Recorded data
□ □ □ □ □ □ □
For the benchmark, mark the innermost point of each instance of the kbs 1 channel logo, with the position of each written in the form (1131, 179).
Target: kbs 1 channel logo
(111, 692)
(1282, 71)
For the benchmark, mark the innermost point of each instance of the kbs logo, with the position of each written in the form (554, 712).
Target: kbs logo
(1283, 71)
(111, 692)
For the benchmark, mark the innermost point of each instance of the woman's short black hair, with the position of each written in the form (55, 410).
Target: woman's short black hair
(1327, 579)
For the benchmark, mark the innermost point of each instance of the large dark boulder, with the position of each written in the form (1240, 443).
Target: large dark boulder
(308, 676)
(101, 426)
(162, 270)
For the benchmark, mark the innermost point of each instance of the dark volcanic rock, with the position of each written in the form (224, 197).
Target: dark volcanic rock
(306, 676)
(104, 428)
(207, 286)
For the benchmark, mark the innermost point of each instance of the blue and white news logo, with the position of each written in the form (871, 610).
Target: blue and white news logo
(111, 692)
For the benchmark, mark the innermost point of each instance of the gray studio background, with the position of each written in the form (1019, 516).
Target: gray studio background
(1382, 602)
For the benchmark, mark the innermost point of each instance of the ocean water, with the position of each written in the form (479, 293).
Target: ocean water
□ □ □ □ □ □ □
• AIM
Please echo every line of the data above verbatim.

• WRITTEN ANSWER
For the benchmark, mark the innermost point of each instance of the kbs 1 channel logo, with the position of each written in the form (1131, 179).
Target: kbs 1 channel logo
(111, 692)
(1282, 71)
For the benchmark, mark the innermost point of each instance of the kbs logo, with the position of each written in the form (554, 712).
Target: kbs logo
(1283, 71)
(111, 692)
For the benchmark, mark the innermost point of each instance of the woman's short black hair, with the position of each written in the form (55, 410).
Target: woman's short black hair
(1327, 579)
For the benchmark, mark the innermost point of each instance of the large dark boulder, with the position of each written in the form (1240, 443).
Target: large dark boulder
(308, 676)
(101, 426)
(162, 270)
For the benchmark, mark the innermost point of each instance of the dark volcanic rock, with the position of each written in the form (224, 197).
Target: dark volcanic rock
(306, 676)
(104, 428)
(207, 286)
For the benchmark, mark the innermost point of each instance of the blue and white news logo, with the position of each written in the form (871, 610).
Target: blue and white news logo
(111, 692)
For the benchmark, mark the innermost point of each instance of the gray studio background, with the position of each written in the form (1019, 516).
Target: gray studio background
(1382, 602)
For the benchmark, mark the innermost point of each instance of the ocean water, with the position of each written in the form (479, 293).
Target: ocean water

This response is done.